-- Start STORED ROWS --

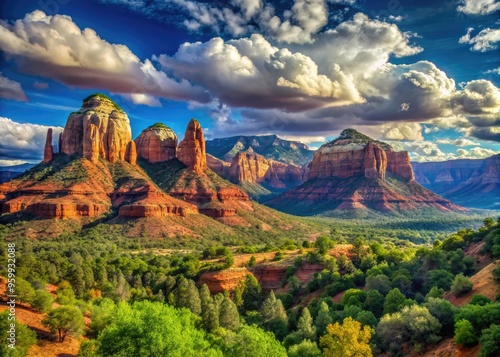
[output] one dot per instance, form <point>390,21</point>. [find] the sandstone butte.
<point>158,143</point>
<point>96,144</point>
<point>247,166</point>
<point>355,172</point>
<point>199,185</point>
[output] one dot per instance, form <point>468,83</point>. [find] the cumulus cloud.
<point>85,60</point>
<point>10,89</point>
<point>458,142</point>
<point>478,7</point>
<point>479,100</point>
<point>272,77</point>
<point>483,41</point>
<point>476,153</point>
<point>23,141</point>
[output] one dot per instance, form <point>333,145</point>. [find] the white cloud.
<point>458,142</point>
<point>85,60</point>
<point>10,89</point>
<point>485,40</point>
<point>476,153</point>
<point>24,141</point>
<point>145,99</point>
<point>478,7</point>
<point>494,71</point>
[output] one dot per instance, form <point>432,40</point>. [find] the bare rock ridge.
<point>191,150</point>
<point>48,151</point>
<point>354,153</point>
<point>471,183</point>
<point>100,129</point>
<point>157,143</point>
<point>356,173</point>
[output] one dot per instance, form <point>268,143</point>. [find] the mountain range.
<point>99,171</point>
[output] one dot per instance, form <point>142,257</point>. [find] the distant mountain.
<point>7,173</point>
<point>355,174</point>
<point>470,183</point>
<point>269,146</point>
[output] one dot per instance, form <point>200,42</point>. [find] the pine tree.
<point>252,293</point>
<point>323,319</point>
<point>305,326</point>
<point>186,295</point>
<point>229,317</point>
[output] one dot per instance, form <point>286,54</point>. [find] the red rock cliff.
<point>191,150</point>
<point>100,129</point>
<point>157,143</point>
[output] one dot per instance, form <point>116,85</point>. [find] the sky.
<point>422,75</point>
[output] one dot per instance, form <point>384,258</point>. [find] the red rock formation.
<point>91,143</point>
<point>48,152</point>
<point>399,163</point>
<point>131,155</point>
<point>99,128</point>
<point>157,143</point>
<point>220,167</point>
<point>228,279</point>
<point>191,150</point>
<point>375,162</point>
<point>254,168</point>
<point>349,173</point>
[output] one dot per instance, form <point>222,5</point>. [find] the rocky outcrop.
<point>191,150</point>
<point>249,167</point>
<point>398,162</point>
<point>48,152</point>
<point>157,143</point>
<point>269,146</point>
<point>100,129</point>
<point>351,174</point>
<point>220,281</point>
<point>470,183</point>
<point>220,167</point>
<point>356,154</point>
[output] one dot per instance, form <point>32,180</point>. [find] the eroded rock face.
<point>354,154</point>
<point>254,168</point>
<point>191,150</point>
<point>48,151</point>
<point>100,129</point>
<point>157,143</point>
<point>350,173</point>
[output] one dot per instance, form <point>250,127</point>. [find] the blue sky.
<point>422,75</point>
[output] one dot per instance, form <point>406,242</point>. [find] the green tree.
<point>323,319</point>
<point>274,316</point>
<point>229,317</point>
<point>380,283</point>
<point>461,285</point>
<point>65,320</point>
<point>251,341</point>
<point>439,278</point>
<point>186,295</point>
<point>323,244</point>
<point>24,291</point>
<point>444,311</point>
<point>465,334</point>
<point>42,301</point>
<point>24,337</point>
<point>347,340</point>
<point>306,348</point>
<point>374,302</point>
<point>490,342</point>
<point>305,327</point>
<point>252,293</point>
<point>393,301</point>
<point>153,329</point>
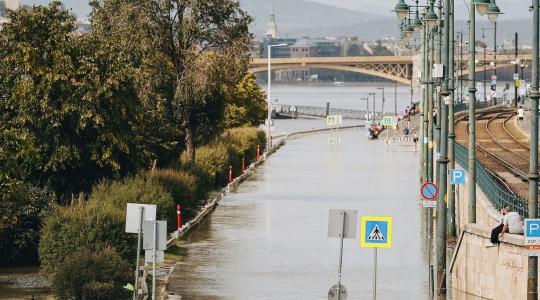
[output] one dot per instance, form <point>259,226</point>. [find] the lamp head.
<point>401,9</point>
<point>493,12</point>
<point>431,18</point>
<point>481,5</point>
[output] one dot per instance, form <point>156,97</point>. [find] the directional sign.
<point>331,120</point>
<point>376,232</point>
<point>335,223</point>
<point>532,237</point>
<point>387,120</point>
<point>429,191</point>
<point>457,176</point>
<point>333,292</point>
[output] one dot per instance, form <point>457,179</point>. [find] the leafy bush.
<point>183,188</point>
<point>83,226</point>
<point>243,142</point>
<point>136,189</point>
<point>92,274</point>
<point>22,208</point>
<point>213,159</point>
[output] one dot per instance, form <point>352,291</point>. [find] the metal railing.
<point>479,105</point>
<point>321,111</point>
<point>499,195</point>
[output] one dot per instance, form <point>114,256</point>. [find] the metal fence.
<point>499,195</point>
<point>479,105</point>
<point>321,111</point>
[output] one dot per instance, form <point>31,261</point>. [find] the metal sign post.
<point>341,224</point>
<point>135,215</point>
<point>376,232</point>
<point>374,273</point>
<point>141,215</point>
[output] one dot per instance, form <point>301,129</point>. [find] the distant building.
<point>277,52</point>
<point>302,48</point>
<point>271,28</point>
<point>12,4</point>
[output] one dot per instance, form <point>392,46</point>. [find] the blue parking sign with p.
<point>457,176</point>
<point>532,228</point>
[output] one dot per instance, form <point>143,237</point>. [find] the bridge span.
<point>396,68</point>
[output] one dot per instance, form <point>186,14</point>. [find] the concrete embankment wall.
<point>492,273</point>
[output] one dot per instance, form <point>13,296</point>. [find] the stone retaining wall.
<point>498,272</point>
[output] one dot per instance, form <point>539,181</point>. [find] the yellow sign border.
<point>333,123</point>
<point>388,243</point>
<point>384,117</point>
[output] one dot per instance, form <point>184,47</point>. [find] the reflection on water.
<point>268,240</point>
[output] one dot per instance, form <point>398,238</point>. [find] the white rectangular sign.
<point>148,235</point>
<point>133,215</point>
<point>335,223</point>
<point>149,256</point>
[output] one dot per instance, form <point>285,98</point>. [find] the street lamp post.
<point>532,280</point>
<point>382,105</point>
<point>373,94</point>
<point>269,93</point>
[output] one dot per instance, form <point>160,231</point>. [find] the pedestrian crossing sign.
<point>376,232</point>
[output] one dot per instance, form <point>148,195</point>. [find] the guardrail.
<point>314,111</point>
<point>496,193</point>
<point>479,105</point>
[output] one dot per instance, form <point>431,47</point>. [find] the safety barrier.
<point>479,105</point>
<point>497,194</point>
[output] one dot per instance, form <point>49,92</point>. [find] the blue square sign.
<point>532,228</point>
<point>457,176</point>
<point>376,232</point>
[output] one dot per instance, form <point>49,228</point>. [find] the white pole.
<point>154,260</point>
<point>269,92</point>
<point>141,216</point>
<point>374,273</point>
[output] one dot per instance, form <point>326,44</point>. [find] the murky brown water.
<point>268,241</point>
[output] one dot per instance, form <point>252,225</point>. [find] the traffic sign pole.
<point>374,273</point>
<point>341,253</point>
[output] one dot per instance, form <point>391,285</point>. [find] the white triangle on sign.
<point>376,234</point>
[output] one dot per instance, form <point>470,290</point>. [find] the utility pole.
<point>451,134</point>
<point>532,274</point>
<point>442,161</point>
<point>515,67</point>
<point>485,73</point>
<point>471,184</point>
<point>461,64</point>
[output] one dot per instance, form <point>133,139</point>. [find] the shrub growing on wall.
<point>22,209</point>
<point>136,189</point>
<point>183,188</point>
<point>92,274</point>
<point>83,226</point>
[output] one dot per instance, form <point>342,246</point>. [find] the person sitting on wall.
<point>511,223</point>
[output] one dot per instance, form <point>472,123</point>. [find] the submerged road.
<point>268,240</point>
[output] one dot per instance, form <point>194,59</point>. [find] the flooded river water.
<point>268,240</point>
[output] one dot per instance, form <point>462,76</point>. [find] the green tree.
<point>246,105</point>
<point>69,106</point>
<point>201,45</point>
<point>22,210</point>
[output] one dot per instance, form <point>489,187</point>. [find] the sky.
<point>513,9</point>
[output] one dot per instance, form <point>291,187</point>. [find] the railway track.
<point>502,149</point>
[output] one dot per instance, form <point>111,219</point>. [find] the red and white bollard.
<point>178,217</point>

-- End STORED ROWS --

**WORK TO BE COMPLETED**
Copy the material above word for word, beginning at the line that contains "[output] one dot per instance, form <point>13,296</point>." and stopping after the line that contains "<point>149,256</point>".

**RESULT BELOW**
[output] one dot per instance, form <point>13,296</point>. [find] the stone retaining wall.
<point>498,272</point>
[output] one dot per instance, form <point>539,181</point>. [find] the yellow sign border.
<point>333,123</point>
<point>388,243</point>
<point>384,117</point>
[output] one dot per instance, form <point>184,47</point>. [find] the reflection on water.
<point>268,240</point>
[output] one dot per instance, form <point>398,238</point>. [find] the white rectangular sign.
<point>148,235</point>
<point>133,215</point>
<point>335,223</point>
<point>149,256</point>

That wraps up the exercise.